# GIVEN TASK:
Return the lines of the records from the one containing "Please point out the waterfront" through the end of the records, both ends included, copied exactly. Leave the pictures out of your answer.

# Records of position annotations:
=======
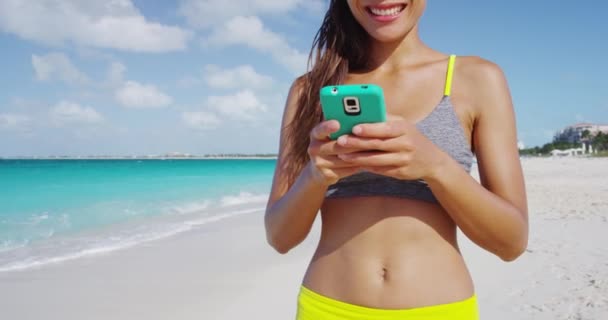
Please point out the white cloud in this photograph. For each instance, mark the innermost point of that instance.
(243, 105)
(116, 72)
(135, 95)
(250, 31)
(66, 112)
(200, 120)
(57, 65)
(114, 24)
(239, 77)
(207, 13)
(10, 121)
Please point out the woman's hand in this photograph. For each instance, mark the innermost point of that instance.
(394, 148)
(327, 168)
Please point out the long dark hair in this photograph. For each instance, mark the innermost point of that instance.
(340, 45)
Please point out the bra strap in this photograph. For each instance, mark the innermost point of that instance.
(448, 79)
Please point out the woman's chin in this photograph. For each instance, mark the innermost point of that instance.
(387, 36)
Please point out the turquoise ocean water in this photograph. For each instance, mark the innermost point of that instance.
(57, 210)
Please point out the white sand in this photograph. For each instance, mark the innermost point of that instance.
(225, 270)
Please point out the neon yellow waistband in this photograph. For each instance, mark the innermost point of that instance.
(312, 305)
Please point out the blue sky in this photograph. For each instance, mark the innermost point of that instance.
(210, 76)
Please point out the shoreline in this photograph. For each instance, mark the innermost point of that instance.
(226, 270)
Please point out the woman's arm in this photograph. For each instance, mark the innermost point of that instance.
(494, 214)
(291, 210)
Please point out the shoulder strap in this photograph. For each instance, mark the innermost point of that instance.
(448, 79)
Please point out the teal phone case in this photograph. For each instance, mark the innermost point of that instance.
(371, 105)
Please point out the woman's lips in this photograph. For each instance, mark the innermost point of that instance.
(387, 12)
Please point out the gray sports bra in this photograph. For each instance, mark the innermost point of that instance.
(442, 127)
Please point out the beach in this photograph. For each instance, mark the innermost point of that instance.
(226, 270)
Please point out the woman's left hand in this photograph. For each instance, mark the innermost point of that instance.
(397, 149)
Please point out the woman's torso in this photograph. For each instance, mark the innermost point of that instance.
(388, 252)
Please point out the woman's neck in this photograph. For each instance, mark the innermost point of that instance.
(394, 55)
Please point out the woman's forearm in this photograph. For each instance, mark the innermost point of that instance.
(487, 219)
(289, 220)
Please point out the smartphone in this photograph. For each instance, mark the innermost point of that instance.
(351, 105)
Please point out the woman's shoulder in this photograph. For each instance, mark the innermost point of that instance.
(482, 82)
(477, 70)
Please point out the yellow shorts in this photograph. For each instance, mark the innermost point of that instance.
(313, 306)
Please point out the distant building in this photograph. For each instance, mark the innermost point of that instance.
(574, 133)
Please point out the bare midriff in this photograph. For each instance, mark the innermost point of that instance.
(388, 253)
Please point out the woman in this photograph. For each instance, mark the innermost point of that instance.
(391, 195)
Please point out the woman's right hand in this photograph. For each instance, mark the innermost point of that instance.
(326, 168)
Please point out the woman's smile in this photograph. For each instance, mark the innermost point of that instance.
(386, 12)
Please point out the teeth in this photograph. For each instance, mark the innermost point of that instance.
(387, 12)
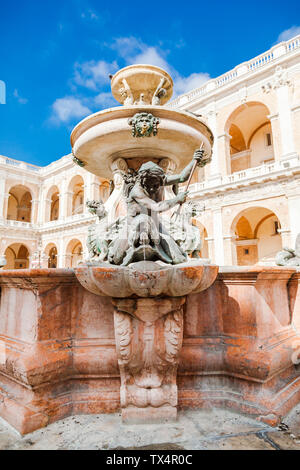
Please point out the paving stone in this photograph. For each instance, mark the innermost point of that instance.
(284, 440)
(214, 429)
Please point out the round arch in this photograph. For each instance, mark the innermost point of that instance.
(204, 252)
(251, 140)
(52, 204)
(257, 235)
(19, 203)
(74, 252)
(52, 254)
(75, 195)
(17, 256)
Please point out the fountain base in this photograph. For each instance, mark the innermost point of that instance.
(149, 415)
(148, 334)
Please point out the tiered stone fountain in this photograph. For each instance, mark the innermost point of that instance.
(66, 339)
(134, 259)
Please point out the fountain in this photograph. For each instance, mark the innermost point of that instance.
(141, 259)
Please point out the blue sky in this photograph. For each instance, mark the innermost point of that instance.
(56, 56)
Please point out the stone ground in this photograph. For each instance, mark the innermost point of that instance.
(203, 429)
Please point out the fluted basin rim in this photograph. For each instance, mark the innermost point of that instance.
(124, 282)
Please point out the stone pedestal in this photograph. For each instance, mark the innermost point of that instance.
(58, 357)
(148, 340)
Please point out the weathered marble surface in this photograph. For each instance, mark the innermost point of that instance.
(241, 341)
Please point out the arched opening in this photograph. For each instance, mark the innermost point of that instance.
(19, 204)
(104, 190)
(258, 237)
(74, 253)
(76, 195)
(203, 234)
(251, 140)
(17, 256)
(52, 208)
(51, 253)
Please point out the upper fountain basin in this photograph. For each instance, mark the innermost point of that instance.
(147, 279)
(103, 137)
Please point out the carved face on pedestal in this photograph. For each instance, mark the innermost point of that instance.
(143, 125)
(151, 177)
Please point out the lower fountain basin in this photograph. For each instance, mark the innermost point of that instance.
(147, 279)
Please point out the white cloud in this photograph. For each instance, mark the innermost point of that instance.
(67, 108)
(19, 98)
(134, 51)
(93, 74)
(150, 56)
(127, 47)
(288, 34)
(89, 15)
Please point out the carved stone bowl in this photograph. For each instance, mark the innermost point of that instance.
(147, 279)
(105, 136)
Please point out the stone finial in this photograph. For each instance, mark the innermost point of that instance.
(142, 85)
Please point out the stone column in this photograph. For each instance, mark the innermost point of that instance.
(34, 210)
(117, 167)
(215, 166)
(294, 216)
(287, 238)
(62, 213)
(230, 256)
(2, 199)
(88, 191)
(275, 126)
(41, 207)
(47, 210)
(5, 205)
(224, 153)
(169, 167)
(218, 236)
(60, 254)
(148, 353)
(211, 251)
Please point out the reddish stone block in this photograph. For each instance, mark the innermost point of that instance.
(58, 354)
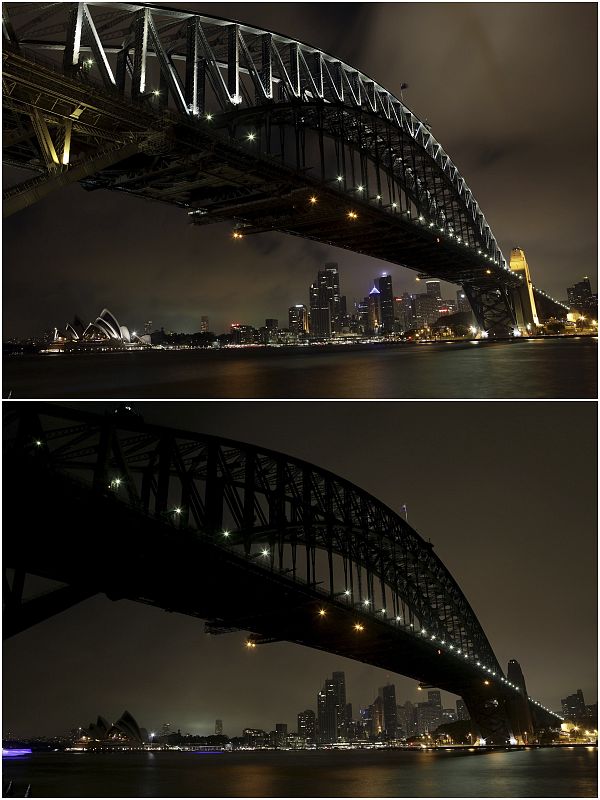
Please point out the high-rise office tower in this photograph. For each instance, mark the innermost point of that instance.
(327, 713)
(573, 706)
(280, 733)
(298, 319)
(320, 312)
(307, 724)
(434, 288)
(386, 303)
(580, 295)
(339, 683)
(374, 310)
(390, 721)
(462, 302)
(434, 696)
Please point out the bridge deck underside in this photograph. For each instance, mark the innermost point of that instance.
(103, 544)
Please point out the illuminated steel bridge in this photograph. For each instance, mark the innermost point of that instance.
(246, 539)
(235, 123)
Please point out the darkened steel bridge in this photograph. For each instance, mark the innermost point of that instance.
(245, 538)
(235, 123)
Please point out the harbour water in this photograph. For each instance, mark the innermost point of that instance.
(535, 368)
(551, 772)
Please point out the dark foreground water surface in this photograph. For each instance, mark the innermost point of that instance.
(535, 368)
(530, 773)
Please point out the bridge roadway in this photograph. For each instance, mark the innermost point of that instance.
(94, 542)
(294, 141)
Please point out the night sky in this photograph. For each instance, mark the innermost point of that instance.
(505, 491)
(510, 91)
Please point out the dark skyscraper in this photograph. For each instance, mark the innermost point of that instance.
(298, 319)
(434, 289)
(327, 713)
(307, 724)
(580, 295)
(320, 315)
(573, 706)
(386, 303)
(374, 310)
(390, 717)
(434, 696)
(462, 303)
(339, 682)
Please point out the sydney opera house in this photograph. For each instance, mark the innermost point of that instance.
(125, 733)
(106, 333)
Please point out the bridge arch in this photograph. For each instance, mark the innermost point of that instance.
(170, 518)
(158, 102)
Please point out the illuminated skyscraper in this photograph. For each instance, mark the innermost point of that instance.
(525, 301)
(307, 725)
(386, 303)
(298, 319)
(433, 288)
(327, 714)
(434, 696)
(390, 718)
(374, 310)
(462, 303)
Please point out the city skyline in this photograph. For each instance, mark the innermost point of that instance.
(511, 567)
(506, 165)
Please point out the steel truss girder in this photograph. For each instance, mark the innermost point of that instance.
(263, 497)
(279, 69)
(493, 306)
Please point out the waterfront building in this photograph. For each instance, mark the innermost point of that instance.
(280, 734)
(320, 313)
(405, 311)
(243, 334)
(255, 737)
(525, 306)
(327, 714)
(462, 303)
(374, 305)
(426, 309)
(307, 725)
(573, 706)
(581, 297)
(339, 684)
(386, 303)
(434, 289)
(298, 319)
(390, 719)
(429, 717)
(434, 696)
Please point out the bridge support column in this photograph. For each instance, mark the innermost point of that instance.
(493, 306)
(490, 715)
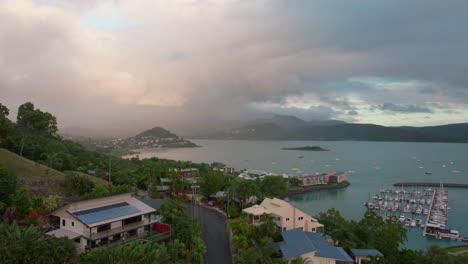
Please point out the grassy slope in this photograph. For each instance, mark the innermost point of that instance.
(26, 169)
=======
# TASK SOLUTION:
Please point out the waterfront building in this photograph. For each instance, mark the innermost point of that instance.
(280, 734)
(320, 313)
(405, 311)
(243, 334)
(255, 737)
(525, 306)
(327, 714)
(462, 303)
(374, 305)
(426, 309)
(307, 725)
(573, 706)
(581, 297)
(339, 684)
(386, 303)
(434, 289)
(298, 319)
(390, 719)
(429, 717)
(434, 696)
Please point out the bridge support column in this photograph. For each instance, mark the innermost point of that instance.
(493, 306)
(490, 715)
Please point out the grassy slope in this photograph. For each instance, mark the innermost point of that instance.
(26, 169)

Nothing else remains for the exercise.